Christian Perspective


Christian Perspective

"Look to the Lord and His strength; seek His face always." Psalm 105:4

Update: Amazon Reviews

We finally got our items up on Amazon! We'd love to have any of you who have used the products and have an Amazon account get on Amazon and review them.  The easiest way to find them all is to search books for "Katherine Loop."

We also appreciate your continued prayers for our family and for the supplemental math curriculum we are working on (we're about 3/4 of the way through the first draft). The Lord continues to amaze us by His gracious mercy. May His love comfort each of your hearts this month. --The Loops

Thought: Lessons from the Life of Ruth

A few weeks ago, I had the opportunity to see a play on Ruth. It struck me that Ruth isn’t remembered for her mighty deeds or great acts of service. She isn’t remembered for saying the perfect thing or even saying anything profound. In fact, the word “God” is hardly used in the book of Ruth. Yet Ruth’s life has spoken volumes to men and women throughout the ages. Ruth lived the life of a servant—she completely abandoned to God, giving up all hopes she had for a future and “wasting” her life carrying for an elderly, bitter mother-in-law.

Ruth could have lost herself in self-pity. She could have worried about her future. She could have chosen to live life for herself. Instead, she willingly went back to Judea with her mother-in-law, though it seemed she had no future there at all. It was her life of joyful surrender, not her words or great deeds, that encouraged both her mother-in-law and believers throughout the centuries.
- - -
PROBLEMS TO WORK ON -
1. Copy the passage of the Christian Perspective newsletter from "Ruth could have" up to and including "throughout the centuries.".
2. Please proceed with the Christian Perspective newsletter, picking up right after its last sentence.
The lines that follow are not needed for anything here.
- - -
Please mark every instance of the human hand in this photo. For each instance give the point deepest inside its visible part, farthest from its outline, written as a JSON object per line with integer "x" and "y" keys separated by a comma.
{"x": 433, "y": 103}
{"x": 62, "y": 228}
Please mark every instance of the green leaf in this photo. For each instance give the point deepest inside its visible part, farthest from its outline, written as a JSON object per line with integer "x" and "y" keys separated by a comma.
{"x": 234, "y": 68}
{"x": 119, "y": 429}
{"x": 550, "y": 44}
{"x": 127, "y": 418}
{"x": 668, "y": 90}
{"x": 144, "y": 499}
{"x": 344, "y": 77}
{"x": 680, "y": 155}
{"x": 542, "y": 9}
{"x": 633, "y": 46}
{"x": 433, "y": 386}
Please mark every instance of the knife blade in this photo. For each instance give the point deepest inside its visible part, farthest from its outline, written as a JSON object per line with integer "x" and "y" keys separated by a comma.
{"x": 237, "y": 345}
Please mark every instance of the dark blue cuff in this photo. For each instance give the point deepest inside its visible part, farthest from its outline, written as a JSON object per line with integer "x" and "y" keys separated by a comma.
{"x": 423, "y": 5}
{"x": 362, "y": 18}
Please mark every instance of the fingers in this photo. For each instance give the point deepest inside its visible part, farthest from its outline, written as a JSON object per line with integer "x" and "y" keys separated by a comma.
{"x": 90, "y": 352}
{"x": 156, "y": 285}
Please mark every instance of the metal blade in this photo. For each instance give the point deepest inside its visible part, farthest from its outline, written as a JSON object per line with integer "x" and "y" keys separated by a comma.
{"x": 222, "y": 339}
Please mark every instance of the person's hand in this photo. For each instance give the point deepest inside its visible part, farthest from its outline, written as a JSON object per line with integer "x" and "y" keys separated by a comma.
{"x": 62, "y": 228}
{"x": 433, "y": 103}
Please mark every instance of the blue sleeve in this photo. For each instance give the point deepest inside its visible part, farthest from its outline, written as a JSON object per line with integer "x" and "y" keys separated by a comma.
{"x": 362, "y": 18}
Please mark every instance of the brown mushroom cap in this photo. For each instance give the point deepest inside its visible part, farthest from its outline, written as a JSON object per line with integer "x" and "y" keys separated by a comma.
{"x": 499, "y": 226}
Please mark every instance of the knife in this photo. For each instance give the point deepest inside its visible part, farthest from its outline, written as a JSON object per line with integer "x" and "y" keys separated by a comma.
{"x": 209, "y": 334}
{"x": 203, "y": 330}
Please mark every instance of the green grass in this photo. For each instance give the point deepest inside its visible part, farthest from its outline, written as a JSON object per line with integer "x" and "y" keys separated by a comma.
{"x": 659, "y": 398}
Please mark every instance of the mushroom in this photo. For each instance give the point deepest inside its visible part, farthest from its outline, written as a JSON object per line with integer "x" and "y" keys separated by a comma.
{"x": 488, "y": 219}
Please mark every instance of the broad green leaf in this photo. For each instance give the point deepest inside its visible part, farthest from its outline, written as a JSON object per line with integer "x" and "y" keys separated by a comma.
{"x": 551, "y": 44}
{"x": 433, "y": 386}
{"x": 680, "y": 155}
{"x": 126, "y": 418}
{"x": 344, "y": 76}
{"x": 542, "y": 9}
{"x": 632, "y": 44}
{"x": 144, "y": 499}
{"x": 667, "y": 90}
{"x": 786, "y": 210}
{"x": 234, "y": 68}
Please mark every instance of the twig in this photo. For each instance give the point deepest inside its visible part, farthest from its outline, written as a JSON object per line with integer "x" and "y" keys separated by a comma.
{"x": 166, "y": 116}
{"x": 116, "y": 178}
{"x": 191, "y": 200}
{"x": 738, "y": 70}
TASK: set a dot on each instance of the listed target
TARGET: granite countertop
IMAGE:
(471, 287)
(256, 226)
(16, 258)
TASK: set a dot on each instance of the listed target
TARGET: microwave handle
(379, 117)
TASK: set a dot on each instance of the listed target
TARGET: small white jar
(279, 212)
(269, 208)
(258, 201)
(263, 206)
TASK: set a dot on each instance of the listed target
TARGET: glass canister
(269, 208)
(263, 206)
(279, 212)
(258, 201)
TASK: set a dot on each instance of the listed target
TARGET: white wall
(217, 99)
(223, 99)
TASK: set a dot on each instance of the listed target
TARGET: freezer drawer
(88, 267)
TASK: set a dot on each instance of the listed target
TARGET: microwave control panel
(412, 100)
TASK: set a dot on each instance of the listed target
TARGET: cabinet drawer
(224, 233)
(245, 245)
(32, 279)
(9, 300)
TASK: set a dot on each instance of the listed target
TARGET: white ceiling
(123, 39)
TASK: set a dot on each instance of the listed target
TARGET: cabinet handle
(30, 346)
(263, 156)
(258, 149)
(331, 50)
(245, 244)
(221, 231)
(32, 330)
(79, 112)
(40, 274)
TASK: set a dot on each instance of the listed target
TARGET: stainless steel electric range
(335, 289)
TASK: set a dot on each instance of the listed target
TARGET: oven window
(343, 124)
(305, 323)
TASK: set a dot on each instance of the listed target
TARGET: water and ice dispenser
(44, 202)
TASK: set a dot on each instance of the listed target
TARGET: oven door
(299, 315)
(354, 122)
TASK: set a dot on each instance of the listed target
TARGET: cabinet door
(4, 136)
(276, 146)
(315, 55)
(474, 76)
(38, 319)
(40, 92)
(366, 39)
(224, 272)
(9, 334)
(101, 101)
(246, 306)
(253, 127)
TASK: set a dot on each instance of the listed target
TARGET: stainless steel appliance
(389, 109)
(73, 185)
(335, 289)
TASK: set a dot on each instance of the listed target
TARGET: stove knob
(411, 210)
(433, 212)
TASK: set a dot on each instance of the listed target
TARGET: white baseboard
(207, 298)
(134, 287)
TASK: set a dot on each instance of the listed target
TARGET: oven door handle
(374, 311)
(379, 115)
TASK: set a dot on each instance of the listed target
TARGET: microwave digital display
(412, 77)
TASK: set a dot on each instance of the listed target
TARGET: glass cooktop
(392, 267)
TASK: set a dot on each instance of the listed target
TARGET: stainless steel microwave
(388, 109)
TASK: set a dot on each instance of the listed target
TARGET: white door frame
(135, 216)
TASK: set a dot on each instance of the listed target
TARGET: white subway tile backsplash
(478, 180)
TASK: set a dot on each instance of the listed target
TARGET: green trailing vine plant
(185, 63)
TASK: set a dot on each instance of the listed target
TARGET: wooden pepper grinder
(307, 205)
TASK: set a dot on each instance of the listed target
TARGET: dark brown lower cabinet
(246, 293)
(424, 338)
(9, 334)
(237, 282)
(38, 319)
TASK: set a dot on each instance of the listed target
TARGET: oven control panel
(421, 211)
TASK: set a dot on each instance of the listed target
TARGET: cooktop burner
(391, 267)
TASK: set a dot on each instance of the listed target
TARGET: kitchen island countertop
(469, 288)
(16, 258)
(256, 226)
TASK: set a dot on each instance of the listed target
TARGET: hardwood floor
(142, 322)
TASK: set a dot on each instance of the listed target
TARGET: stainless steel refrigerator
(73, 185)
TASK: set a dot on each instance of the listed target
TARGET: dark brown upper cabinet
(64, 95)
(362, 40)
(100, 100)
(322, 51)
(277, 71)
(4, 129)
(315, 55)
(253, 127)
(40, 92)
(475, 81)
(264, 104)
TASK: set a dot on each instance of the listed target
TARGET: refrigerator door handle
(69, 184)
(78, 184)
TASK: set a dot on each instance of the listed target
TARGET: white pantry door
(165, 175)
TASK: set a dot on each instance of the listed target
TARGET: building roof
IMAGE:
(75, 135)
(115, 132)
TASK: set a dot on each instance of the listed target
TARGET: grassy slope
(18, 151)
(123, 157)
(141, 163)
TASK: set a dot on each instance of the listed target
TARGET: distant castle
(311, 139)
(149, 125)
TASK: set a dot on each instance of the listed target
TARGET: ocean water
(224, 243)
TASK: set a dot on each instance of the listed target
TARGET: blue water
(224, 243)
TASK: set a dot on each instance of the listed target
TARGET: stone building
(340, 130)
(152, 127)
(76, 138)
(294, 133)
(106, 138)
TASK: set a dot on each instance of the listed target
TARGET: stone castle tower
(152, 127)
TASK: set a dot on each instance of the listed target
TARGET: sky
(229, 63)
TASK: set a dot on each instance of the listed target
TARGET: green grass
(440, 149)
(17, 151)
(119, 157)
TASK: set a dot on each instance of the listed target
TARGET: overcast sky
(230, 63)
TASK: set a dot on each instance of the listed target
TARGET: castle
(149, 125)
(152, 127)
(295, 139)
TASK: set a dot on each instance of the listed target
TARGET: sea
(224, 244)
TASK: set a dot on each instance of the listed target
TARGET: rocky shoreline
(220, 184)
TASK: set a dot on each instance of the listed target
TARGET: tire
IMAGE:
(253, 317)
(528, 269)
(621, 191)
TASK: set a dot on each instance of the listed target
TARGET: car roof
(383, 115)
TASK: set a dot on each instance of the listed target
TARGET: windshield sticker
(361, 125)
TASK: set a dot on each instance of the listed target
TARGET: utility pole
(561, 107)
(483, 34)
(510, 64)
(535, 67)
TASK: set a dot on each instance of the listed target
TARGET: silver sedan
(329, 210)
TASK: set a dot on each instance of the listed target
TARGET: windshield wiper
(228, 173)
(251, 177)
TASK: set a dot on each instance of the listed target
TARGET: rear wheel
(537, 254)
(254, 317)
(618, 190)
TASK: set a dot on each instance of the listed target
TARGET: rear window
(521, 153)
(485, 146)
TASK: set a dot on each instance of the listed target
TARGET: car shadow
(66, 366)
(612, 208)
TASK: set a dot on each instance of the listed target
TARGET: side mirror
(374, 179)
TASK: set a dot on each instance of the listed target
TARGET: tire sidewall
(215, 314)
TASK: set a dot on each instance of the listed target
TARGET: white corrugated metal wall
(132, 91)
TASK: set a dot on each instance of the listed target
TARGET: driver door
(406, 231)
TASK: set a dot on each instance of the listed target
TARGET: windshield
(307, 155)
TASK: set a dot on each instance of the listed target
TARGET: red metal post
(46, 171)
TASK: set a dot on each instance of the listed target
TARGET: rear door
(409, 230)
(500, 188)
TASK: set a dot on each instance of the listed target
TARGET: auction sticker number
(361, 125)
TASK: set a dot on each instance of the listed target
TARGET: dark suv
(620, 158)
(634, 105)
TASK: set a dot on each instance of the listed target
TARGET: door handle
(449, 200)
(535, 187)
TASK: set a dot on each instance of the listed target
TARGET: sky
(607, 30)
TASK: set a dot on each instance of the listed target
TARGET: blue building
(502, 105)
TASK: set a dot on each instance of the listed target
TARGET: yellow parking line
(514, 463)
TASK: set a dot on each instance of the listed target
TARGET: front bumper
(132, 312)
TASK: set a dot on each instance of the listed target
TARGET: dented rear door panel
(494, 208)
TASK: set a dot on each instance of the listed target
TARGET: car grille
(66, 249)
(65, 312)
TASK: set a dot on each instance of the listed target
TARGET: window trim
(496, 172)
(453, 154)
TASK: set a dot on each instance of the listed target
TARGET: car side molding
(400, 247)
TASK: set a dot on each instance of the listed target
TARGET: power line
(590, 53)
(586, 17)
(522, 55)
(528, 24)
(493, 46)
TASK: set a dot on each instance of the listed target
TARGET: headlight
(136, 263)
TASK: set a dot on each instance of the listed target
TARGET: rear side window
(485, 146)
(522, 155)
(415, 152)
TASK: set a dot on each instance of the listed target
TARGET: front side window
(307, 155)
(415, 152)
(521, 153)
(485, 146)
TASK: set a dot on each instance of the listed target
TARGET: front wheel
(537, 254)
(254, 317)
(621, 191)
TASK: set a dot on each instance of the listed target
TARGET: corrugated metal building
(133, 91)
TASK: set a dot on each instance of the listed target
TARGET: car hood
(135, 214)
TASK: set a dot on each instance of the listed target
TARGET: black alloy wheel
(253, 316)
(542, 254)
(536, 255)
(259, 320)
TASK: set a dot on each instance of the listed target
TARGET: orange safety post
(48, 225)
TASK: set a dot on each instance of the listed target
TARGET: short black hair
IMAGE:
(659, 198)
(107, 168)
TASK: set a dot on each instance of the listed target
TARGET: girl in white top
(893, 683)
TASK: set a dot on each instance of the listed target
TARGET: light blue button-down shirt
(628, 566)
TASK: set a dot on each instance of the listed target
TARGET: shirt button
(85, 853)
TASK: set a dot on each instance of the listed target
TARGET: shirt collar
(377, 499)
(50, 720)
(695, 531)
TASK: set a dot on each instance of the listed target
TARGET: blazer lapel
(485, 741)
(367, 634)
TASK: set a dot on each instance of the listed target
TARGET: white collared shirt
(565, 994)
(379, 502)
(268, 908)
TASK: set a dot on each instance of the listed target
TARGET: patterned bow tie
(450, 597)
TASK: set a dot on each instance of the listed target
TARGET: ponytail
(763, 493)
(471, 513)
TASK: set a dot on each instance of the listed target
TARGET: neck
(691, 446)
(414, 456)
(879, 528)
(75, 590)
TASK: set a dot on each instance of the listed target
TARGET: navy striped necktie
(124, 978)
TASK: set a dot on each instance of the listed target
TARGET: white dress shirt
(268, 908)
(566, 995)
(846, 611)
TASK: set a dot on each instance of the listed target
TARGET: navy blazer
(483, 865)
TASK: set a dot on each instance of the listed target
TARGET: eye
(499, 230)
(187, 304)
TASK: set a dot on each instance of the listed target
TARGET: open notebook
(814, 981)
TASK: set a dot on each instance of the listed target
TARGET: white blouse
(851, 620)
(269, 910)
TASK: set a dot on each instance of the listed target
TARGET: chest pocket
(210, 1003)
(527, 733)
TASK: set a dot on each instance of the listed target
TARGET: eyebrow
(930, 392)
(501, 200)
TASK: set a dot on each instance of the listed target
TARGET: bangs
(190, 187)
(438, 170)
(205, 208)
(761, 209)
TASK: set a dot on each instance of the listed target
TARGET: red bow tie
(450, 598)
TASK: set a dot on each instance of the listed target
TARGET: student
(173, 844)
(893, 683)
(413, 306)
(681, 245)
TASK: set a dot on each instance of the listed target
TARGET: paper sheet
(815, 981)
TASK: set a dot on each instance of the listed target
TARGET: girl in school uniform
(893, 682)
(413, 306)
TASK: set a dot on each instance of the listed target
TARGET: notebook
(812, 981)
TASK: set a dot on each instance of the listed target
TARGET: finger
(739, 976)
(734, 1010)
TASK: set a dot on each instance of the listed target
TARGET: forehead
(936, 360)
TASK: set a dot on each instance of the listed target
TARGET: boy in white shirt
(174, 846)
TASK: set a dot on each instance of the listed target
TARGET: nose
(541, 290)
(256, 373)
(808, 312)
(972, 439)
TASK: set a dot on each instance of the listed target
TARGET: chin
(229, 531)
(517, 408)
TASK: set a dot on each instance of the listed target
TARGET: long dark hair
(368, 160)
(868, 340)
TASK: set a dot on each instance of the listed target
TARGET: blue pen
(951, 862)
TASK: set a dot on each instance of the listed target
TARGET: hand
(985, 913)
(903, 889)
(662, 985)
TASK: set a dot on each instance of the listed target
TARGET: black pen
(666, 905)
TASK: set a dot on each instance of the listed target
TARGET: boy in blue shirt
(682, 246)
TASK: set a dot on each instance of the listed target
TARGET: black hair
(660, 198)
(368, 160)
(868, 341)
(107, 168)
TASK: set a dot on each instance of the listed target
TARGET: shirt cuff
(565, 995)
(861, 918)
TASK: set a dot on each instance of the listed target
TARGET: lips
- - -
RESULTS FOR THE EXERCISE -
1.
Ruth could have lost herself in self-pity. She could have worried about her future. She could have chosen to live life for herself. Instead, she willingly went back to Judea with her mother-in-law, though it seemed she had no future there at all. It was her life of joyful surrender, not her words or great deeds, that encouraged both her mother-in-law and believers throughout the centuries.

2.
The Lord has been using Ruth’s life to remind me of the importance and joy of surrendering to God and living like a servant on a daily basis. The other day, I was making pancakes for my dad with half a heart when it dawned on me that I was missing an opportunity to live in abandonment to God. I needed to stop grumbling in my heart, surrender my other plans, and rejoice in the opportunity to serve even in something as trivial as making pancakes.

Today, I would encourage you to choose to rejoice in what God has given you, even if it seems like a “waste.” View yourself as His servant and the menial tasks before you as heaven-sent opportunities to serve. Give your plans, wishes, and future to God in simple trust and resolve to live today as a servant.

Story: Something Exciting

Alyssa looked around her in awe. Just the other day she had been a homeless girl, living off the streets and begging for each meal. Today she was a princess, living in the palace and surrounded by finery that dazzled her eyes.

Was it all just a dream? No, it couldn’t be just a dream, for in her pocket Alyssa carried a copy of the adoption papers, sealed with the King’s very own signet ring. It was true. The King had adopted her!

Alyssa’s first few days at the palace were simply indescribable. She couldn’t think of anything else except the King and His incredible love. The knowledge that she was a princess brought a smile to her face, and caused her little feet to patter about her days with joy.

When people said nasty things to her (which many of the courtiers did), she simply smiled at them. What did it matter what they thought? The King loved her. When she had to do tasks she didn’t like, she did them with a cheerful heart. After all, she was a child of the King!

Alyssa had one driving passion—to learn everything she could about her new Father, the King. In her eagerness, she managed to learn from everyone, even the grumpy butler and the disgruntled chef. What some people would have viewed as annoyances or mere chores, she viewed as opportunities.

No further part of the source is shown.